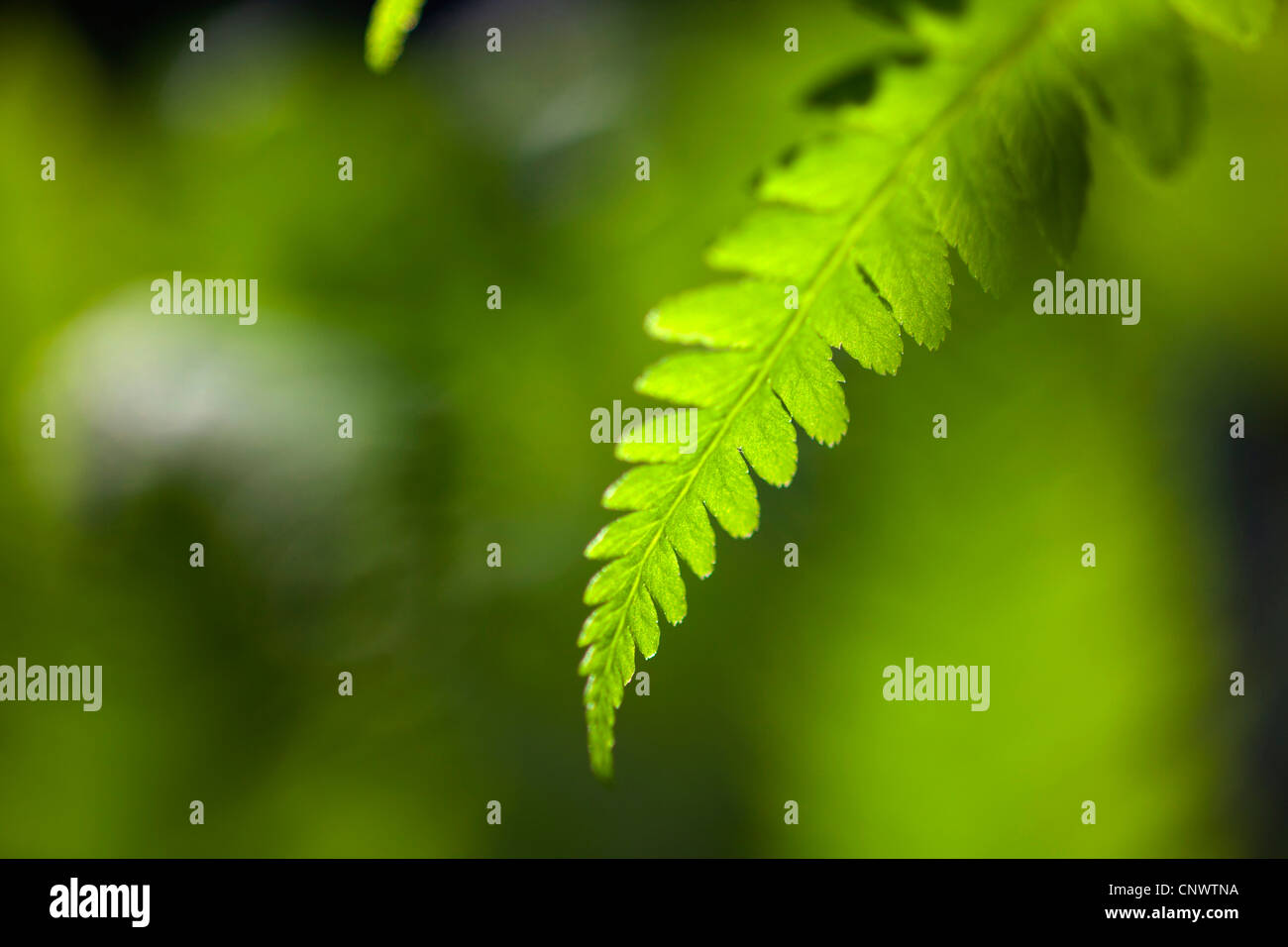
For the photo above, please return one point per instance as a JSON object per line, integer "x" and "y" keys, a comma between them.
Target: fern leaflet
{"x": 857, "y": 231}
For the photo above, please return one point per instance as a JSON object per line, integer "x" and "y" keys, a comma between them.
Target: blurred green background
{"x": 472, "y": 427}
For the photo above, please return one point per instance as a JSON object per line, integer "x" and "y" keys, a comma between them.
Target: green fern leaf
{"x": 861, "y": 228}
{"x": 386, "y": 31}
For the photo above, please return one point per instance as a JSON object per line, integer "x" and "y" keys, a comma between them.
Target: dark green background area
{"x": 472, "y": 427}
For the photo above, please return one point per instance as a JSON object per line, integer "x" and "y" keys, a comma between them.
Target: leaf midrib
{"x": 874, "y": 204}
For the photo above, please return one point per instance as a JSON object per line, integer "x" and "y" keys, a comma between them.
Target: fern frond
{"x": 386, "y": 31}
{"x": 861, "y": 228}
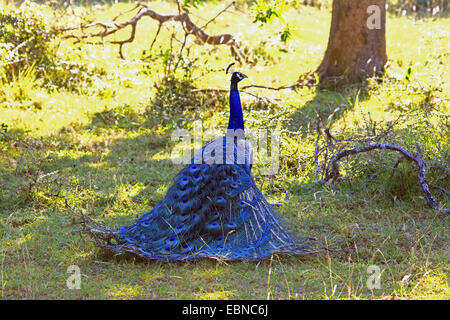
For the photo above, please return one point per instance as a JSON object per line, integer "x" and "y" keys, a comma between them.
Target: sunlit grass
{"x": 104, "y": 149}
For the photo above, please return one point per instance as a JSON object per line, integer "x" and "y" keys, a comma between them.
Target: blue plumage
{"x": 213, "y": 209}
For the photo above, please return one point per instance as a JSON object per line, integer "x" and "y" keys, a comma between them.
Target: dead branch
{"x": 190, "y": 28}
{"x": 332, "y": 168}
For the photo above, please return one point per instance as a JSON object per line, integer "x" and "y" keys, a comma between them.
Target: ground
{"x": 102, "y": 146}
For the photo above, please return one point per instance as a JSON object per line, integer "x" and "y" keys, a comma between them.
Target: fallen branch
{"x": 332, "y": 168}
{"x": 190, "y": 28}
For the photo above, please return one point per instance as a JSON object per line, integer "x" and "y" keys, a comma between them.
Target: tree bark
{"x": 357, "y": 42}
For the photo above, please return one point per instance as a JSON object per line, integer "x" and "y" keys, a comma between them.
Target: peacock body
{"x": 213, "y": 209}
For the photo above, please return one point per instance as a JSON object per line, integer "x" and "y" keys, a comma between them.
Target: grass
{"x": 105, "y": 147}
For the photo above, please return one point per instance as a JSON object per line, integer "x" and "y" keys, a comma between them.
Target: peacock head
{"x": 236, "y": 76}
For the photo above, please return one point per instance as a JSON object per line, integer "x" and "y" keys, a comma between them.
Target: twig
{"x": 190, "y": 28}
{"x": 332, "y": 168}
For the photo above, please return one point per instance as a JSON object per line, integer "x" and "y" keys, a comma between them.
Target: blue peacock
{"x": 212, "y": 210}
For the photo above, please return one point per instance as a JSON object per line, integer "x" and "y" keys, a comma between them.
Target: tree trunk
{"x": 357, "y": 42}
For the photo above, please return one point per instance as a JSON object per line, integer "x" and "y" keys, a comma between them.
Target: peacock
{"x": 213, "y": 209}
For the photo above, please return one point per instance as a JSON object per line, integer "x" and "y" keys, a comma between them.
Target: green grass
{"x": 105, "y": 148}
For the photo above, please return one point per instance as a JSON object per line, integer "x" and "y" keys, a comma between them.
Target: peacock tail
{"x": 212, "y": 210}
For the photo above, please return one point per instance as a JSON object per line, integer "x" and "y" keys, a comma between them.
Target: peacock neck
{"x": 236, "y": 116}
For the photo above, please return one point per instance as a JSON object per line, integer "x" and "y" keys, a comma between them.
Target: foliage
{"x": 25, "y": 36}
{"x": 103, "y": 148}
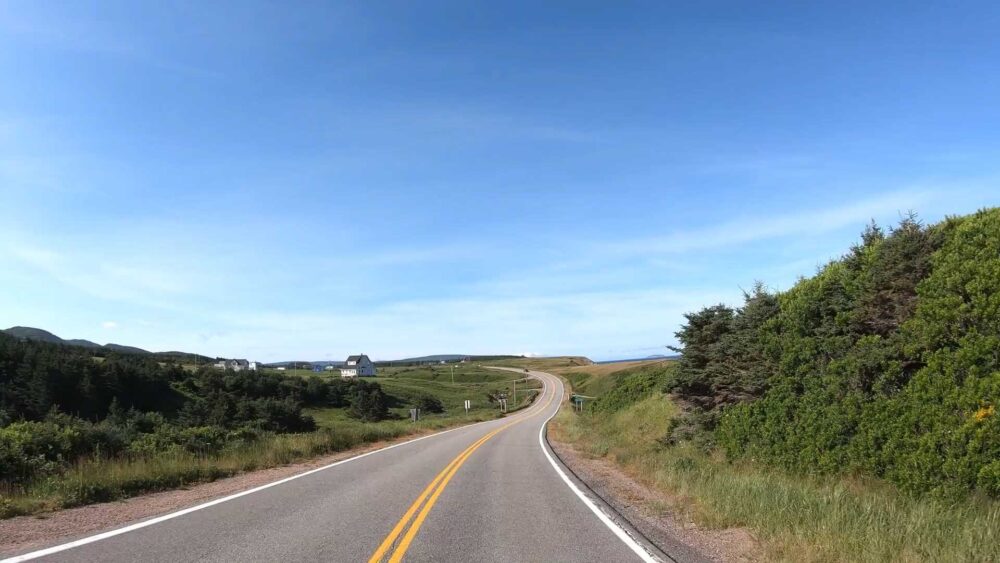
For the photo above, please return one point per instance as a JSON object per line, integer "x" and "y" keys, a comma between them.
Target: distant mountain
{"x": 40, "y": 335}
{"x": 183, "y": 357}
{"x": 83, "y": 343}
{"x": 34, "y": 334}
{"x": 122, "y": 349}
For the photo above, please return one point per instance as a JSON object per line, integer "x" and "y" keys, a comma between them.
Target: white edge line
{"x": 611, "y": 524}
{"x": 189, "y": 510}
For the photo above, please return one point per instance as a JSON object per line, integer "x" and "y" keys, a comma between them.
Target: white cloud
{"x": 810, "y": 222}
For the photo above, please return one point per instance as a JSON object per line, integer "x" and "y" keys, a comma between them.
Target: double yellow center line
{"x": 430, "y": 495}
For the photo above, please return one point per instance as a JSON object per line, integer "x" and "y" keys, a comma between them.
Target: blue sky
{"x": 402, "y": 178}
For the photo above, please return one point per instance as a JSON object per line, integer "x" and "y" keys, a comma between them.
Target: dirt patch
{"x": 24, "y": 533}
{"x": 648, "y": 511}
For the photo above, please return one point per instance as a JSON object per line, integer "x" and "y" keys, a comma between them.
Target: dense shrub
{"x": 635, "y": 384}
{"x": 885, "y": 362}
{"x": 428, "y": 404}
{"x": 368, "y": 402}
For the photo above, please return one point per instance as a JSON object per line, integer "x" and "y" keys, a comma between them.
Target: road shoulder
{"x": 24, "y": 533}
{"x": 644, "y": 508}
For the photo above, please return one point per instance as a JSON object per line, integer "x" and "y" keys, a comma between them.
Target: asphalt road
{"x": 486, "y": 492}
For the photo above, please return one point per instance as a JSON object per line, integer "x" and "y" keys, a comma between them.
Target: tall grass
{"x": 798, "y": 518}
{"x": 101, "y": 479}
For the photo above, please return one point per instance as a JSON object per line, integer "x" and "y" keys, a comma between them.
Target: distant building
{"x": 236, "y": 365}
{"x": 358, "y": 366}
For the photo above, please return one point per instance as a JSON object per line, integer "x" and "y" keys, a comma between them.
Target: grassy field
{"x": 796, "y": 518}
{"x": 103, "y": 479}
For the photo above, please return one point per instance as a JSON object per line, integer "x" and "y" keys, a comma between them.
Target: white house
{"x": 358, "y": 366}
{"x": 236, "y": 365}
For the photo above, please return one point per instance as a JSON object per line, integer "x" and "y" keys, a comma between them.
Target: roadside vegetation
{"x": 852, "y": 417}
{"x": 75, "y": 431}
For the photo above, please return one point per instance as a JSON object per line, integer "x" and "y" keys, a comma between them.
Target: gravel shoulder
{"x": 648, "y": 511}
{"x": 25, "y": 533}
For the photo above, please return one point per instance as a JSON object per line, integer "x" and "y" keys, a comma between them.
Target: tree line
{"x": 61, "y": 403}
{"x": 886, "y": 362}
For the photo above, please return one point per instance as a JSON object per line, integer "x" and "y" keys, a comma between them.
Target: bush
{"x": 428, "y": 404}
--
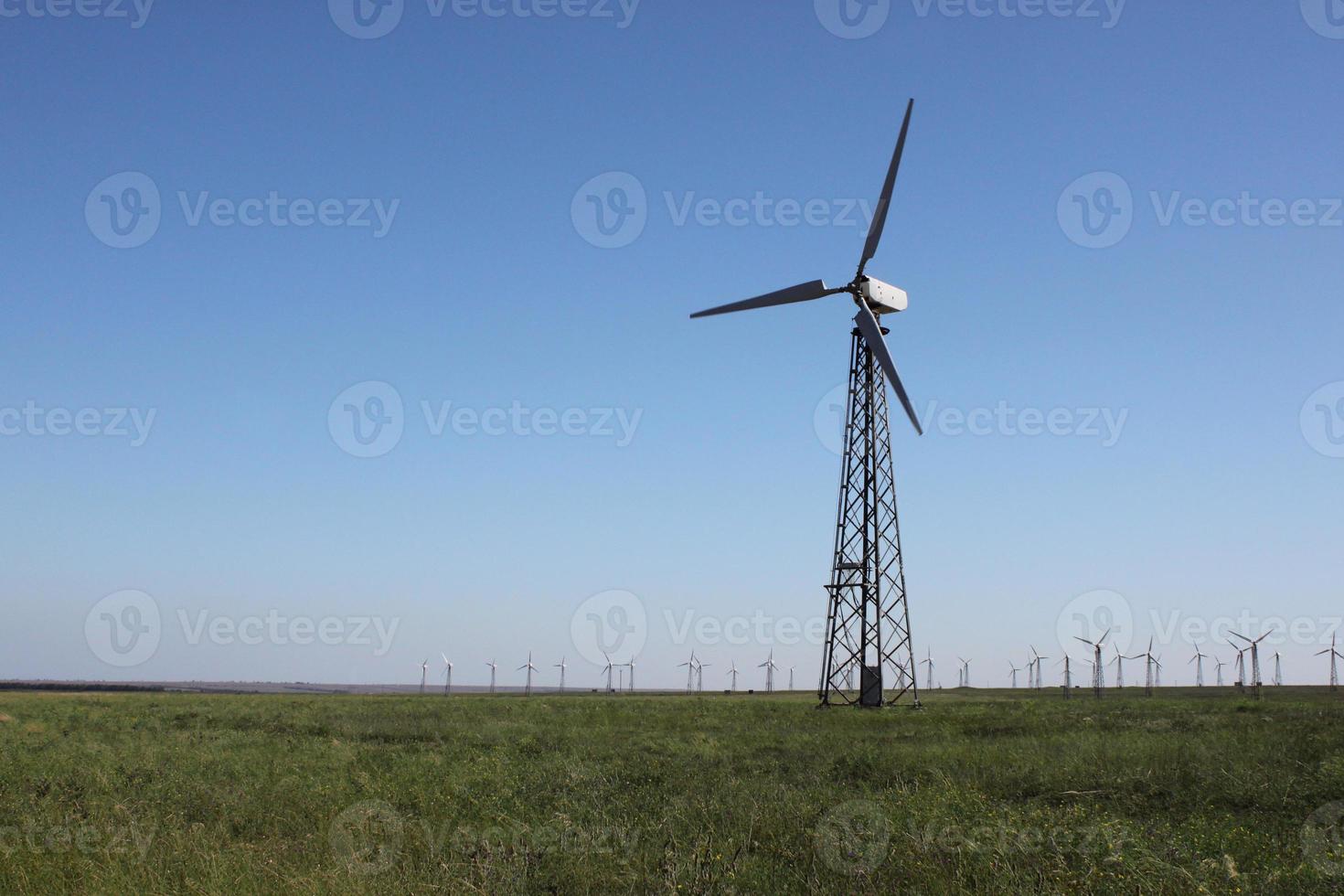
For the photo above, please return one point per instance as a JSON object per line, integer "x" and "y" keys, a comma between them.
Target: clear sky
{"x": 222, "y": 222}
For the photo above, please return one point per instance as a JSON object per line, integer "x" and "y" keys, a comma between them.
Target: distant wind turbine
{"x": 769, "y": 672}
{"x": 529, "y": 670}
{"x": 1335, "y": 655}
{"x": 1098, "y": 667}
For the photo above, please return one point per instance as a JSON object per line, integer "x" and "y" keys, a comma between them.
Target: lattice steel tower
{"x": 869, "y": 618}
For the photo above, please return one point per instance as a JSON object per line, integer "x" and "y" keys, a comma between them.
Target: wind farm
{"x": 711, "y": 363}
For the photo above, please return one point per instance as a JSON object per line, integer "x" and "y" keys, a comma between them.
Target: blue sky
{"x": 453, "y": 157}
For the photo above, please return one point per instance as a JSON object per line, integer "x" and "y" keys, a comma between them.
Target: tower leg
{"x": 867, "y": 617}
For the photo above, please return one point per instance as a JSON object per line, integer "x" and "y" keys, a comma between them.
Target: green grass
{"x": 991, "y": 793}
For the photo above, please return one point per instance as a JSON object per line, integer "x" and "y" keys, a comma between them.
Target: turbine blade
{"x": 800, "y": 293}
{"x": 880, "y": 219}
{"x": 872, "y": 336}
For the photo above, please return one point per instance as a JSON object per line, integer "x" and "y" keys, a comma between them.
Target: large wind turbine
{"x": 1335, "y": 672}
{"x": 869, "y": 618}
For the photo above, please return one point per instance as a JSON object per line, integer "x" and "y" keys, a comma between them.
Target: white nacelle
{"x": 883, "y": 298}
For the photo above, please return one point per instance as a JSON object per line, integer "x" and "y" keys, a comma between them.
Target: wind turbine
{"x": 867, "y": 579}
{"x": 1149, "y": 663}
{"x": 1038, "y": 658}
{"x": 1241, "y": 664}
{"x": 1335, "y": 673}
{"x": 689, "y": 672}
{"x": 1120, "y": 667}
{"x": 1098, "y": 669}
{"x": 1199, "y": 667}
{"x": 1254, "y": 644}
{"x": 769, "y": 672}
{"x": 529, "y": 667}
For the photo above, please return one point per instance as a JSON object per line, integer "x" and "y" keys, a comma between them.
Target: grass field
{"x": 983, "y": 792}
==
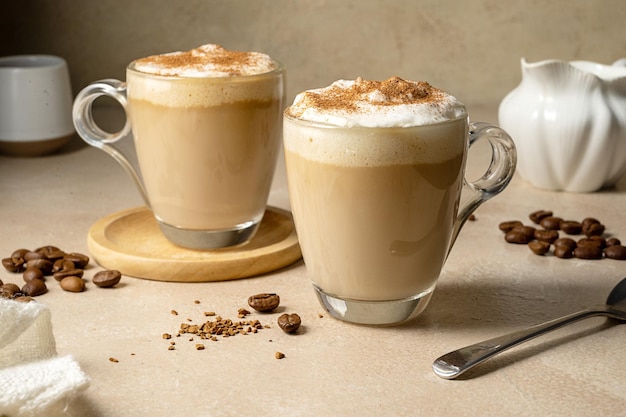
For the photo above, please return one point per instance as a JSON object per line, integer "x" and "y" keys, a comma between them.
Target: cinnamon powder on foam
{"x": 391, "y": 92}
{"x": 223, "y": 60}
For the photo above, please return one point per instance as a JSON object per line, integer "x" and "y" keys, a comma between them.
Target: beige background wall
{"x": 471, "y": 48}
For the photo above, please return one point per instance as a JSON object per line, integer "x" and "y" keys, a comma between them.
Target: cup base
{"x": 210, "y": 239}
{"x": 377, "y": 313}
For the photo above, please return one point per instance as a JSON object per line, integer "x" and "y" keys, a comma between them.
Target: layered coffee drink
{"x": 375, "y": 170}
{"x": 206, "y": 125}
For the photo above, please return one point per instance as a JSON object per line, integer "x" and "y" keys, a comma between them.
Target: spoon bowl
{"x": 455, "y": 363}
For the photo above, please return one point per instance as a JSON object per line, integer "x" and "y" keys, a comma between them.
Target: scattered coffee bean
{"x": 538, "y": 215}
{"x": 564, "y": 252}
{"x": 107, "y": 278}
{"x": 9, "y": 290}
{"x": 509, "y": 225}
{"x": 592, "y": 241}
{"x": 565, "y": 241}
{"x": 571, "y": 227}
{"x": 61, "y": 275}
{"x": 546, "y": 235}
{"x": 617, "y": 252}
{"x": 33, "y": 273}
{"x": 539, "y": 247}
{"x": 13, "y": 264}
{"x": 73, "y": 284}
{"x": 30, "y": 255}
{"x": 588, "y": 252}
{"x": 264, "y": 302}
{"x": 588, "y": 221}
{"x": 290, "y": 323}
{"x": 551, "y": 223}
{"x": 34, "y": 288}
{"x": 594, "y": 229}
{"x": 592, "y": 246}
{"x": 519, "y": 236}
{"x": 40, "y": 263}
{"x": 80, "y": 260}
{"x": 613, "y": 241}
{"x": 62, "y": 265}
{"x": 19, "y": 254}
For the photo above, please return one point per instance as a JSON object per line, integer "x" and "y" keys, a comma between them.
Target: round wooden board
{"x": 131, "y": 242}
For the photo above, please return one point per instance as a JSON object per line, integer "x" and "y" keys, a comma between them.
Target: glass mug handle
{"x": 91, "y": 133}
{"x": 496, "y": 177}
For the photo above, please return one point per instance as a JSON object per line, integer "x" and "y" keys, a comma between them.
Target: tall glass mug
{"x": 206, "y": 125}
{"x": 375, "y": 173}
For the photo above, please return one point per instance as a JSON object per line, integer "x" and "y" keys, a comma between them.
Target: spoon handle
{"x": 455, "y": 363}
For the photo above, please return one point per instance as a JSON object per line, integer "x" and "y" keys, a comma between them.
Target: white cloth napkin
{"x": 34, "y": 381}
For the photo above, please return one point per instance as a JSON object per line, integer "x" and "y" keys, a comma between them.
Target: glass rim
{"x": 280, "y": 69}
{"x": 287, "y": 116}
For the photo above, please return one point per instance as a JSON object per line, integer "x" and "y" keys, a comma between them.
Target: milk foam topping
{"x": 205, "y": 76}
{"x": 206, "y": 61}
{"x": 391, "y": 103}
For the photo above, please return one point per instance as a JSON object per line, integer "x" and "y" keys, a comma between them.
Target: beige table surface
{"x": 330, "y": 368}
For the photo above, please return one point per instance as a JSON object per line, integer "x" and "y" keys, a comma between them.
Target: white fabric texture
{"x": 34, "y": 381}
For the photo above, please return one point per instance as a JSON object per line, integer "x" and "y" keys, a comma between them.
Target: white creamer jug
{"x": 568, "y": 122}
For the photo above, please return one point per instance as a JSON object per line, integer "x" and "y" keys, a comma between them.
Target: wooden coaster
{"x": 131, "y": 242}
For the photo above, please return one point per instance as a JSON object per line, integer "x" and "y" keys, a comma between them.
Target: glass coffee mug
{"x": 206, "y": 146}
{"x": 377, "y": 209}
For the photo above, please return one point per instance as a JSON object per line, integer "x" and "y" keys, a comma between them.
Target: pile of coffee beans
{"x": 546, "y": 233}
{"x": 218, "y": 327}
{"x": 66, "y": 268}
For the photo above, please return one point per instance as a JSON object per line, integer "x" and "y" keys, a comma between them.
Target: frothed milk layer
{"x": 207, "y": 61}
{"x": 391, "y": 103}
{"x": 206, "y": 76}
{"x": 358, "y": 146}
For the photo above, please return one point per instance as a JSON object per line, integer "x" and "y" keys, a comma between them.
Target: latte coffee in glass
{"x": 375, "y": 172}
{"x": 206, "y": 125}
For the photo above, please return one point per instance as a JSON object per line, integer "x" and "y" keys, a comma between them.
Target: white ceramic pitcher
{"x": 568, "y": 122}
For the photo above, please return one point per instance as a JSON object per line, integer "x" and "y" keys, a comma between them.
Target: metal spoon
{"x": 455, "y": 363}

Tu objetivo:
Localiza en las filas de arriba cada línea que contenga la palabra "shoulder" y cópiala sin cambios.

Salida esperada:
Target: road shoulder
Target: gravel shoulder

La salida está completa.